━━ Ausgewählter Text ━━
# Online Fussball Manager Spielplan, Aufstellung



## momoxp (13. Januar 2005)

Hi Leute...
Ich bin gerade dabei einen Online Fußball Manager zu coden.
Hier ein paar wichtige Infos:
Daten werden in MySQL gespeichert.
Tabellen: Länder, Ligen, Teams, Spieler von den Teams,
Also bei teams ist ne spalte einmal dafür, in welcher liga das team spielt und in welchem Land.
Und bei den Spielern ist ne Spalte in welchem Verein sie spielen 
Aber ich habe auch schon ein paar Probleme:
1. Wie generiere ich die Spielpläne? Also so dass ich automatisch eine liste bekomme in dem jeweils jedes Team einmal spielt + Rückrunde...
Die Berechnung etc möchte ich dann selbst machen.. aber an diese liste zu kommen ist mein problem...
━━━
━━ Datensätze ━━
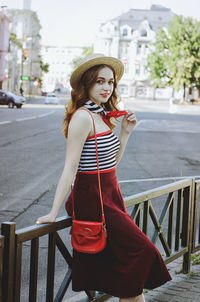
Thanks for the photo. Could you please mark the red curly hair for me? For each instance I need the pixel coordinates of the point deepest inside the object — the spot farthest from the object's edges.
(79, 96)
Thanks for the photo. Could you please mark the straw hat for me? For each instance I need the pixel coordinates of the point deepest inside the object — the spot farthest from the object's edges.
(93, 60)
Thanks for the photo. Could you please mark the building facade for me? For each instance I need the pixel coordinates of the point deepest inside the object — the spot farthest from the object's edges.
(128, 38)
(60, 60)
(24, 61)
(4, 44)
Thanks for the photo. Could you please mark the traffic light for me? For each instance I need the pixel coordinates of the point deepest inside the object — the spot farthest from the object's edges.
(25, 54)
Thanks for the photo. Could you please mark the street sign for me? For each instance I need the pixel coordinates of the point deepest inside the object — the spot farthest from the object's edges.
(24, 78)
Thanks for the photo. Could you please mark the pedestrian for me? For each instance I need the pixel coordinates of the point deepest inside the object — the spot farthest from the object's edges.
(129, 262)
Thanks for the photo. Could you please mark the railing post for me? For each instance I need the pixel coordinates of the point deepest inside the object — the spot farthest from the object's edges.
(8, 231)
(1, 265)
(188, 205)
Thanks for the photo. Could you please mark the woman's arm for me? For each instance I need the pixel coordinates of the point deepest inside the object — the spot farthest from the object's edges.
(127, 125)
(79, 128)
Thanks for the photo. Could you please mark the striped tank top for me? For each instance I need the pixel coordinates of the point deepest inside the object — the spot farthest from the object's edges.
(108, 144)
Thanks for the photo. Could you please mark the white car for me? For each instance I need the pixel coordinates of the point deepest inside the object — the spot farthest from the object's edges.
(51, 98)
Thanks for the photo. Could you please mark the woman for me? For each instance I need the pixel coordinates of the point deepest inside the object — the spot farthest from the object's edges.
(129, 261)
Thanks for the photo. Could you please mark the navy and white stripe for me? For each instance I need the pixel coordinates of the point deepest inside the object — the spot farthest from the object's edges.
(93, 107)
(108, 145)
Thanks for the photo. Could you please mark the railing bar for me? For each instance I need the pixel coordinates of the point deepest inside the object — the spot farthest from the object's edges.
(33, 270)
(178, 219)
(187, 225)
(63, 250)
(162, 216)
(136, 214)
(8, 231)
(1, 265)
(146, 217)
(32, 232)
(195, 215)
(157, 192)
(170, 224)
(175, 255)
(64, 286)
(51, 267)
(159, 230)
(18, 266)
(135, 211)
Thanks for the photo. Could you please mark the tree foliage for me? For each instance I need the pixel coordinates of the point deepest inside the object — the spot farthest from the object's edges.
(175, 56)
(14, 40)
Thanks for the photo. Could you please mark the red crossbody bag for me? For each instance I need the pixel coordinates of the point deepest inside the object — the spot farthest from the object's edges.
(89, 236)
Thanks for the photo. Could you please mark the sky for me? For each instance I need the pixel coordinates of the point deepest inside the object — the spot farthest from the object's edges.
(76, 22)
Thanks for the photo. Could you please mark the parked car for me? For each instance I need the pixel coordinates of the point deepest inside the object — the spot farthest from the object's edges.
(51, 98)
(11, 100)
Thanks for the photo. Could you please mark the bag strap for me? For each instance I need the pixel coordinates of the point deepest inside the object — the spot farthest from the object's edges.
(98, 173)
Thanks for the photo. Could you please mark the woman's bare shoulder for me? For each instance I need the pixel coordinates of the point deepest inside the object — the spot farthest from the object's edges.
(82, 114)
(81, 120)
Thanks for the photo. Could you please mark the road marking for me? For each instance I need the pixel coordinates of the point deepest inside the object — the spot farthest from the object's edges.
(157, 179)
(28, 118)
(6, 122)
(167, 126)
(76, 298)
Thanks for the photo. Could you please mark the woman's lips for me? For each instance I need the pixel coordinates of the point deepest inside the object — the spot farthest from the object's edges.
(105, 95)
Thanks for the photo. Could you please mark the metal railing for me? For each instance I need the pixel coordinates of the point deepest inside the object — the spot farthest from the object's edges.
(167, 215)
(196, 219)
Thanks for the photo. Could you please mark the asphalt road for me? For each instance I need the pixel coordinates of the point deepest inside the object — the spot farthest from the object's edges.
(163, 147)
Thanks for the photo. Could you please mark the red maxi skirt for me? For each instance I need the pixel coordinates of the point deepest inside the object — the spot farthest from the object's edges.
(130, 262)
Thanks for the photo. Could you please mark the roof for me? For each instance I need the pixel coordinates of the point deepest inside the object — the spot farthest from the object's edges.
(157, 16)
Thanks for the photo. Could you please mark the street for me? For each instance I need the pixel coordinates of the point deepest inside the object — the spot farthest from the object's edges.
(163, 148)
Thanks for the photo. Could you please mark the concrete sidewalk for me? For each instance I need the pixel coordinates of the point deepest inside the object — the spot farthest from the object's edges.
(182, 287)
(162, 106)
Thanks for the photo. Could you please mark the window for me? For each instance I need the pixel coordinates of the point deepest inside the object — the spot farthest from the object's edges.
(125, 32)
(139, 48)
(143, 33)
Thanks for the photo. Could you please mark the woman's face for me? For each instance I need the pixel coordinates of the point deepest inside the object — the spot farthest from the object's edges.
(103, 88)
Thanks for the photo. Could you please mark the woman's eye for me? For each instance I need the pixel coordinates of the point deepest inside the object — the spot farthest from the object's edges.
(99, 82)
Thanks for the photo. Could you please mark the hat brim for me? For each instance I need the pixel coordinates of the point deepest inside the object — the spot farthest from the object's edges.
(114, 63)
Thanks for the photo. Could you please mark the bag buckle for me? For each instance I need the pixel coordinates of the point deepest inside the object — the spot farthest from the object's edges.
(87, 231)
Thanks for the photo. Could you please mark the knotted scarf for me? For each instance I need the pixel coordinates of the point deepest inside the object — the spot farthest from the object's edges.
(93, 107)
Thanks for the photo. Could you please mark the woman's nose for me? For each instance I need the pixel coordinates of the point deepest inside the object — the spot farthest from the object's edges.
(106, 86)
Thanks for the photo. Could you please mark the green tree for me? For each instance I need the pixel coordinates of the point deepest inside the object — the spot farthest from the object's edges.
(15, 41)
(45, 69)
(175, 56)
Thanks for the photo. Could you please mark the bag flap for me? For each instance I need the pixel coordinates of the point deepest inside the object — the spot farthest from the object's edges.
(86, 228)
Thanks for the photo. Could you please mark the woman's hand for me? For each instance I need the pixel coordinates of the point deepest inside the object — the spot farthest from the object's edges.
(128, 123)
(49, 218)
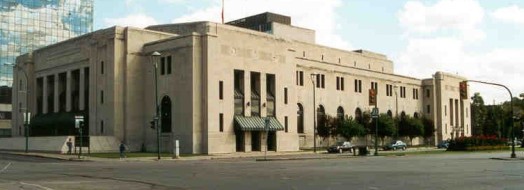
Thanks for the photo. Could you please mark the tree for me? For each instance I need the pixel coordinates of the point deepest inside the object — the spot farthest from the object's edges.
(478, 114)
(386, 127)
(350, 128)
(429, 128)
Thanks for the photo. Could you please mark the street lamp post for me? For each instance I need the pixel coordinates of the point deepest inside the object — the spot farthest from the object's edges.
(313, 77)
(26, 116)
(154, 57)
(513, 155)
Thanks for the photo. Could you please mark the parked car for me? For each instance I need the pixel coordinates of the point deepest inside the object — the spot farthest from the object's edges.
(340, 147)
(517, 142)
(395, 145)
(443, 144)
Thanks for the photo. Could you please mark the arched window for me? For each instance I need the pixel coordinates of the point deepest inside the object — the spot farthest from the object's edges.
(165, 111)
(340, 112)
(358, 116)
(300, 118)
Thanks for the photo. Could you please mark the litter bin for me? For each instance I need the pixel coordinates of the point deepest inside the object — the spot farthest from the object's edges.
(362, 151)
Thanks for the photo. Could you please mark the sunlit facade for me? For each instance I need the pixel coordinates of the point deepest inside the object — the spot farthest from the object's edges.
(26, 25)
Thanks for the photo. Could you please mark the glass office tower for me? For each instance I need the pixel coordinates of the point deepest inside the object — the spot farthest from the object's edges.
(27, 25)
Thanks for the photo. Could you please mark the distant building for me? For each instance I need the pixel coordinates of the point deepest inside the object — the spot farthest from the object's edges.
(217, 84)
(26, 25)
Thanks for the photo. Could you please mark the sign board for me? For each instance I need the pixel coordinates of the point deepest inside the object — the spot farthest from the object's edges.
(374, 113)
(78, 119)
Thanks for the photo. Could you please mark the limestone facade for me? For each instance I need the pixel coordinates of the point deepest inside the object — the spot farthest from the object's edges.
(208, 73)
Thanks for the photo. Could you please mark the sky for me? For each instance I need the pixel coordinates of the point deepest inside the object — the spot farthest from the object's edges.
(478, 39)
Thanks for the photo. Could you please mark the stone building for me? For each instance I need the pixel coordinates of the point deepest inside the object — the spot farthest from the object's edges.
(217, 84)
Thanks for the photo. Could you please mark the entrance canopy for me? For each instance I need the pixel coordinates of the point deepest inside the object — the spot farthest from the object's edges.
(257, 124)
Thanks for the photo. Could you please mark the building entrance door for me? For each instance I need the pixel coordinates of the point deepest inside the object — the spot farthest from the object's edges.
(272, 141)
(239, 138)
(255, 141)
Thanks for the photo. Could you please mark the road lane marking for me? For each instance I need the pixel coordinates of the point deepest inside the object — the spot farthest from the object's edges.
(5, 168)
(36, 185)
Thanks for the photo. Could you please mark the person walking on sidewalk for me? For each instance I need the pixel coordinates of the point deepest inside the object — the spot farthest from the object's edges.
(69, 146)
(122, 150)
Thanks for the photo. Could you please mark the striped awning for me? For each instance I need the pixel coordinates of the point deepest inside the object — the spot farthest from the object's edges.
(257, 124)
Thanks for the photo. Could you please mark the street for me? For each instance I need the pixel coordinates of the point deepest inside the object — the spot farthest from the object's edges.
(438, 171)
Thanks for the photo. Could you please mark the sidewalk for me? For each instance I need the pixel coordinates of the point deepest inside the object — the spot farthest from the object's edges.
(259, 156)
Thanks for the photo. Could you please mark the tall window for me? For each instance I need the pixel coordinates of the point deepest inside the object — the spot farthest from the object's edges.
(255, 94)
(221, 122)
(300, 118)
(165, 111)
(221, 90)
(162, 65)
(270, 96)
(340, 83)
(239, 92)
(300, 78)
(168, 64)
(358, 86)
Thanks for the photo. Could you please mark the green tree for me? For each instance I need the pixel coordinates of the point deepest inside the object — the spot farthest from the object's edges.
(478, 114)
(350, 128)
(386, 127)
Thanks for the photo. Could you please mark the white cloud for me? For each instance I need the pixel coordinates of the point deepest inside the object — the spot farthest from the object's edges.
(319, 15)
(137, 20)
(512, 14)
(429, 49)
(463, 16)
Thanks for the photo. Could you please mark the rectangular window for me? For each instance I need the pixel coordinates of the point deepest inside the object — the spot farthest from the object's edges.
(285, 95)
(101, 126)
(342, 83)
(221, 90)
(102, 67)
(162, 65)
(301, 78)
(168, 64)
(338, 83)
(360, 86)
(323, 81)
(285, 123)
(221, 122)
(356, 85)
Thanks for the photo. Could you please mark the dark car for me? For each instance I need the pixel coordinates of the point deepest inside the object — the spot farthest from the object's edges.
(443, 144)
(340, 147)
(395, 145)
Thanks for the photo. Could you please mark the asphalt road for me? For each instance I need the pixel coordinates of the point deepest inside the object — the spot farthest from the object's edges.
(439, 171)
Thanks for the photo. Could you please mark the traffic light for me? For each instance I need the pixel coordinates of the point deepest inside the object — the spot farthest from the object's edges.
(463, 87)
(372, 97)
(152, 124)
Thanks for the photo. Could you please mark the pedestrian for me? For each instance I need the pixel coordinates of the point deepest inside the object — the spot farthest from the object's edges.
(122, 150)
(69, 146)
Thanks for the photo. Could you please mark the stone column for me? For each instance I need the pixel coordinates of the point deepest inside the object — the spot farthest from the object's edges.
(56, 95)
(44, 96)
(68, 91)
(81, 89)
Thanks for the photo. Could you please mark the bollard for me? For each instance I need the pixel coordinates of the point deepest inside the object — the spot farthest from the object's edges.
(176, 150)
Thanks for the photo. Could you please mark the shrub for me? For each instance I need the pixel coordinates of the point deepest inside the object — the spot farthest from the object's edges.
(477, 143)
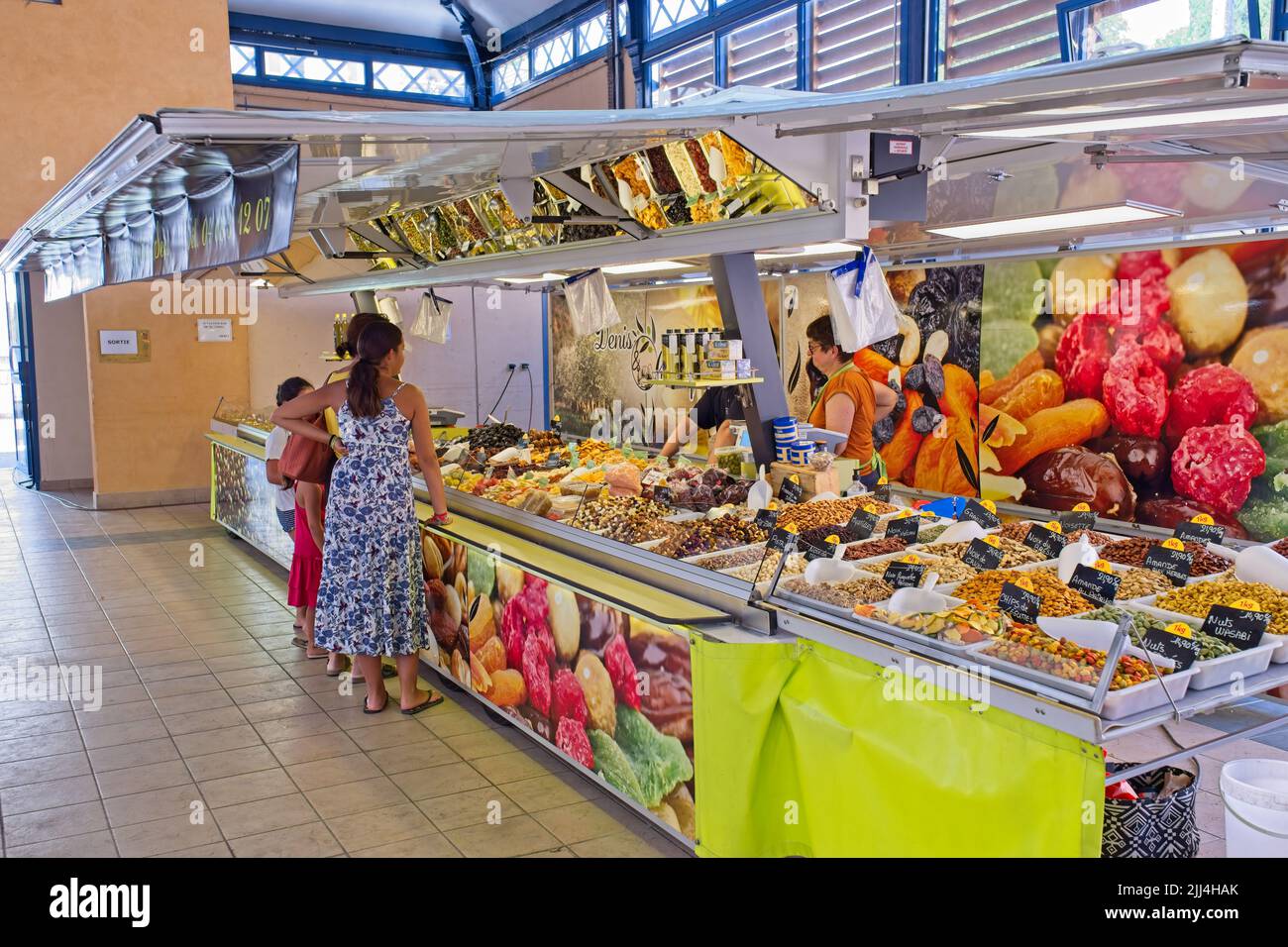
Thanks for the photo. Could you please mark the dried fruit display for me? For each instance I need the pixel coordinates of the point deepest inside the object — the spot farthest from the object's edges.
(1132, 552)
(1218, 464)
(1198, 598)
(1030, 647)
(613, 693)
(1212, 394)
(1057, 598)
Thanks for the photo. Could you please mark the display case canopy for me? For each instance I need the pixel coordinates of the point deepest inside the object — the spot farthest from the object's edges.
(1170, 146)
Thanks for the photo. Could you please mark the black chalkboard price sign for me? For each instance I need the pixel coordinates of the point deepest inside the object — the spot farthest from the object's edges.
(1173, 564)
(903, 575)
(1241, 628)
(903, 528)
(862, 523)
(1093, 583)
(791, 491)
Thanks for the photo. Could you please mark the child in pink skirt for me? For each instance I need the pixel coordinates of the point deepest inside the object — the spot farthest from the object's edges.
(307, 562)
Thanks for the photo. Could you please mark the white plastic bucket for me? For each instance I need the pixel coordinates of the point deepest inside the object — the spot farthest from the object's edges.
(1256, 808)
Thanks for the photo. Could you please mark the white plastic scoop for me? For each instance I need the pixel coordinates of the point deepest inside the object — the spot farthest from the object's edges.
(1262, 565)
(760, 492)
(962, 531)
(1074, 554)
(917, 600)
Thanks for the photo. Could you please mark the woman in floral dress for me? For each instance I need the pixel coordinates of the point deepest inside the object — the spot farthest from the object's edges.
(372, 600)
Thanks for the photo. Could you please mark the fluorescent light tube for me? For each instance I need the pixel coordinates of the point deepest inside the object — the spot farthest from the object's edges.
(832, 249)
(652, 266)
(1122, 121)
(1055, 221)
(544, 277)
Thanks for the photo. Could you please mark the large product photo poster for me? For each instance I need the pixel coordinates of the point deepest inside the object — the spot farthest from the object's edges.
(1150, 385)
(608, 688)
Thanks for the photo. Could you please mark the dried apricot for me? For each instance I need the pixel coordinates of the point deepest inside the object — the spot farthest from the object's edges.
(1037, 392)
(1064, 425)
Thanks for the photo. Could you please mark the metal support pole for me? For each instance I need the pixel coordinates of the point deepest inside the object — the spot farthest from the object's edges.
(742, 307)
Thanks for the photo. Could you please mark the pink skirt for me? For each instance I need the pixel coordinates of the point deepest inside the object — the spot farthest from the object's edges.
(305, 578)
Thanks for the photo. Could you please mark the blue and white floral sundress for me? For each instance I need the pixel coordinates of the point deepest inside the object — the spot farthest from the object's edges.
(372, 599)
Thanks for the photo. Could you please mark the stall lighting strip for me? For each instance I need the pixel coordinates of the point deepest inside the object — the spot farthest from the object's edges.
(1133, 123)
(1126, 211)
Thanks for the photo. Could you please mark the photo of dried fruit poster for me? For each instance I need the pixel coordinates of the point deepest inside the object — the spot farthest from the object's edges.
(1147, 384)
(609, 689)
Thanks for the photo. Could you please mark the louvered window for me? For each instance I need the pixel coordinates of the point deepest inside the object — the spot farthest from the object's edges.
(855, 46)
(684, 75)
(987, 37)
(764, 53)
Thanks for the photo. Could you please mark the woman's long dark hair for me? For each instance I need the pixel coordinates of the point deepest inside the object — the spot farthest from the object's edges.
(376, 342)
(291, 388)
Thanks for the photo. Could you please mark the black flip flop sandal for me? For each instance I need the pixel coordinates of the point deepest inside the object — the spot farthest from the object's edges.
(434, 699)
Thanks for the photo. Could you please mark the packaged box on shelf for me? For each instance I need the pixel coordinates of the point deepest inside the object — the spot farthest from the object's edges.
(722, 350)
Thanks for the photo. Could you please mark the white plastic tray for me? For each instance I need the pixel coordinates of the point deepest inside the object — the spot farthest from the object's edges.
(1279, 656)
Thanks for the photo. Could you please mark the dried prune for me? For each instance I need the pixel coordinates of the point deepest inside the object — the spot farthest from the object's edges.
(925, 419)
(964, 333)
(1061, 478)
(1142, 459)
(934, 375)
(970, 282)
(621, 672)
(883, 432)
(930, 305)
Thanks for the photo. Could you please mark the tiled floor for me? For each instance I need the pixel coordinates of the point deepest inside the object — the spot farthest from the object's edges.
(215, 737)
(219, 738)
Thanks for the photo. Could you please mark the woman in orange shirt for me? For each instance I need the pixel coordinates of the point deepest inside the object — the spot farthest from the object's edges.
(849, 401)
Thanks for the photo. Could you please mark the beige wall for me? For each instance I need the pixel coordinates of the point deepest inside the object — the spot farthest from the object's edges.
(77, 73)
(62, 389)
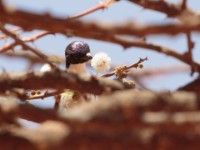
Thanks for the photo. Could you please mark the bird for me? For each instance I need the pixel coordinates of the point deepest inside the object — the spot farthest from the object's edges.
(77, 53)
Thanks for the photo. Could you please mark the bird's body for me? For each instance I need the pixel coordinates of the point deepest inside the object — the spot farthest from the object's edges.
(77, 54)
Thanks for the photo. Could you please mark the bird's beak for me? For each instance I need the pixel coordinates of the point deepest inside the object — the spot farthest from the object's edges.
(89, 56)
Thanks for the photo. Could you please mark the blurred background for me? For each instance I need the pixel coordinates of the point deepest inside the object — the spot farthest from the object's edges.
(118, 13)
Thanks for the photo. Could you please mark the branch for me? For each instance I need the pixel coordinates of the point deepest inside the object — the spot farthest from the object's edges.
(101, 5)
(30, 21)
(58, 80)
(25, 46)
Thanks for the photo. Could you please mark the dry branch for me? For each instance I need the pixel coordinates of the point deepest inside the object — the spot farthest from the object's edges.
(30, 21)
(152, 119)
(57, 79)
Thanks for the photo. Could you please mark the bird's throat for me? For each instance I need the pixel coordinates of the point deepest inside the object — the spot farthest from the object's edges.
(78, 68)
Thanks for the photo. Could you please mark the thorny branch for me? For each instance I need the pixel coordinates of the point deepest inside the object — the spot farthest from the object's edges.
(40, 80)
(156, 120)
(101, 5)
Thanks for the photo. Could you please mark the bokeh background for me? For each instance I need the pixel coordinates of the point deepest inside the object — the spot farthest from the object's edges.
(118, 13)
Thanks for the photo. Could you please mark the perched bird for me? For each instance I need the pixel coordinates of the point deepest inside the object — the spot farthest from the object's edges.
(77, 54)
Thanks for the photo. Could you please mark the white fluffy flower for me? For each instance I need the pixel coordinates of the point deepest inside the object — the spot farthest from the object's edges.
(101, 62)
(45, 68)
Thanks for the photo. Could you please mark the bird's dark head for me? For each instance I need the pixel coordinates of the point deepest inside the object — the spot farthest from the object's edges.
(77, 52)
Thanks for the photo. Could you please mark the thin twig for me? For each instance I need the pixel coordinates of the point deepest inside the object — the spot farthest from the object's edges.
(101, 5)
(189, 53)
(21, 42)
(135, 65)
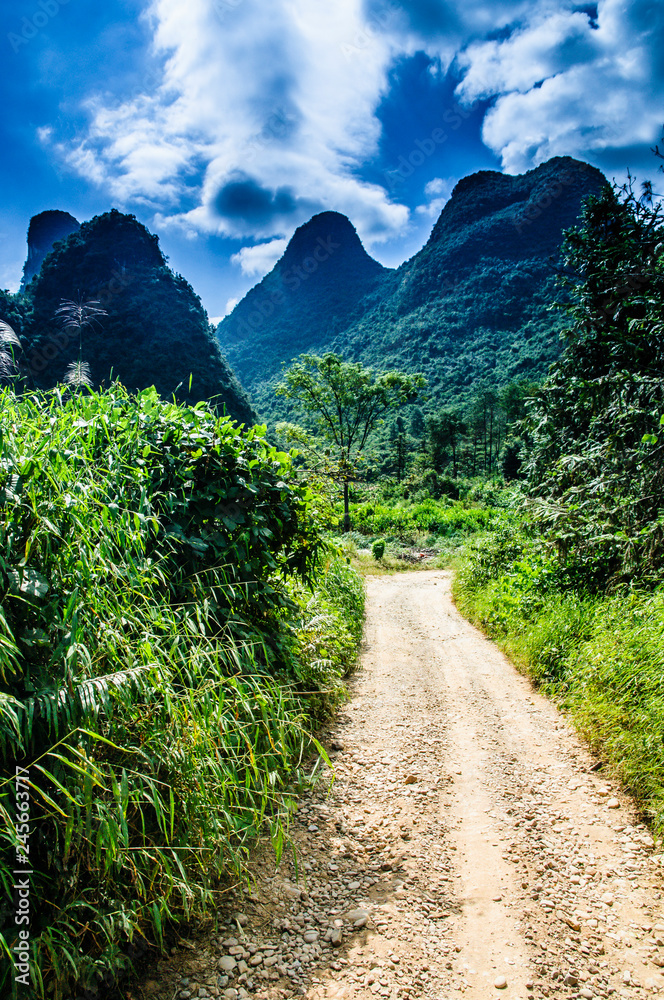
━━━
§ Teile der Übung:
[A] In welcher Datenbank werden die Daten laut dem Forenbeitrag gespeichert?
[B] Zitiere bitte einen Abschnitt aus dem Forenbeitrag wortgetreu. Beginne bei den Worten „Und bei den“ und höre nach „spielt + Rückrunde...“ auf.
Die Datensätze werden hierfür nicht gebraucht.

§ Antworten:
[A] In MySQL.

[B]
Und bei den Spielern ist ne Spalte in welchem Verein sie spielen 
Aber ich habe auch schon ein paar Probleme:
1. Wie generiere ich die Spielpläne? Also so dass ich automatisch eine liste bekomme in dem jeweils jedes Team einmal spielt + Rückrunde...